▶ STATED PROBLEM: Write out each record below exactly as it appears, with no pictures.

▶ RECORDS PROVIDED:
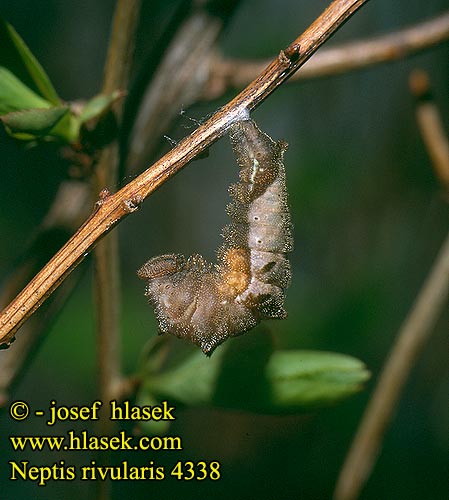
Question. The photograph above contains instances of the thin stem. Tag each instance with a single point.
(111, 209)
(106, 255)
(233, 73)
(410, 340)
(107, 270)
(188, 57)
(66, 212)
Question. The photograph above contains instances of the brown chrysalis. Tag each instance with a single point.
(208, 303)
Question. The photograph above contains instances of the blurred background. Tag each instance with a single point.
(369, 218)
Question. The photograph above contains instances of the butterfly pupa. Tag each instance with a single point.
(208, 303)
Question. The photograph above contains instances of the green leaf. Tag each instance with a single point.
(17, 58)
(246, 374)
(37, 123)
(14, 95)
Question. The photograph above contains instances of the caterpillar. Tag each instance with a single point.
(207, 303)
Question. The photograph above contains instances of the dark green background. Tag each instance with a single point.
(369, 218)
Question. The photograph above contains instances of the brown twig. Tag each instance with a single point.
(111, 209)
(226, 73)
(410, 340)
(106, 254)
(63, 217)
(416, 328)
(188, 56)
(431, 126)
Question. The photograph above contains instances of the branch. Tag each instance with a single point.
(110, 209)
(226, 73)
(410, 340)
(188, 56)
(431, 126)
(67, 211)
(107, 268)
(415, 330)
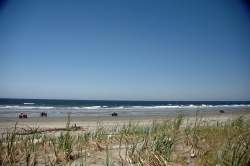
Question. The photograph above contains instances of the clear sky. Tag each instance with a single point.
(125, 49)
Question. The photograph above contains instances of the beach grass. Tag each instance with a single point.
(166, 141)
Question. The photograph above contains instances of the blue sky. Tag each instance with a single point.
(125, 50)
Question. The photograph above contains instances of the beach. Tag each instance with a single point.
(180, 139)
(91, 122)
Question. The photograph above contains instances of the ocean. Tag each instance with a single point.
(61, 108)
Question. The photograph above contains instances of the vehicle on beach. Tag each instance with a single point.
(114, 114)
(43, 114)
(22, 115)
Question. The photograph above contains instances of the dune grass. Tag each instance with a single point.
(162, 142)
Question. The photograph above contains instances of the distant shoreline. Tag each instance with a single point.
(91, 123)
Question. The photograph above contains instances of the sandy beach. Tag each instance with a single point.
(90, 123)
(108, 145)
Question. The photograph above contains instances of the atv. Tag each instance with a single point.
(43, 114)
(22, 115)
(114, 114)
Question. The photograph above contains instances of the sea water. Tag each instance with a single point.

▶ FULL OUTPUT:
Question. The photograph above contains instances of the thin stem. Tag each instance with a single point.
(111, 209)
(106, 255)
(233, 73)
(410, 340)
(107, 270)
(188, 57)
(66, 212)
Question. The photograph above contains instances of the brown chrysalis. Tag each instance with a single point.
(208, 303)
Question. The photograph above contains instances of the blurred background. Tag each instance with a single point.
(369, 218)
Question. The photograph above contains instances of the butterfly pupa. Tag each instance with a single point.
(208, 303)
Question. The photograph above contains instances of the green leaf. Tag each instance with a single point.
(17, 58)
(246, 374)
(37, 123)
(14, 95)
Question. The photograph above contains instances of the caterpillar. Tag each instance with a single point.
(207, 303)
Question. The photograph above contains instances of the dark green background. Tag each instance with a single point.
(369, 218)
Question. The photograph above contains instances of the brown twig. Tag each instance with a single point.
(111, 209)
(226, 73)
(410, 340)
(106, 254)
(63, 217)
(416, 328)
(188, 56)
(431, 126)
Question. The photograph above contains instances of the branch. Tag each instance with a single point.
(110, 209)
(226, 73)
(410, 340)
(188, 56)
(431, 126)
(67, 211)
(107, 268)
(415, 330)
Question. The photograph above contains instances of the clear sky. Tag each instance with a single point.
(125, 49)
Question. The photograph above contains instances of the beach grass. Tag each instance with a single point.
(166, 141)
Question. The photograph above contains instances of the blue sky. Tag each instance with a single point.
(125, 50)
Question. The photograph above contains instances of the beach. Tag each instance with a single point.
(180, 139)
(91, 122)
Question. The photograph above contains instances of the ocean. Tag each instance with a single point.
(61, 108)
Question. The photograph above contains instances of the vehicle on beach. Tag each instance with a single point.
(114, 114)
(43, 114)
(22, 115)
Question. The photograph above contains instances of the dune grass. Tag each instance with a single point.
(162, 142)
Question. The photograph above contains instances of the distant shoreline. Tag each instance with a single point.
(91, 123)
Question. The photograph above contains instances of the sandy beach. Tag each instance with a single point.
(90, 123)
(108, 145)
Question. The photograph above contains instances of the atv. Tag each instance with a single point.
(43, 114)
(22, 115)
(114, 114)
Question. The photograph above contains instances of the sea water. Tag each instance with a single point.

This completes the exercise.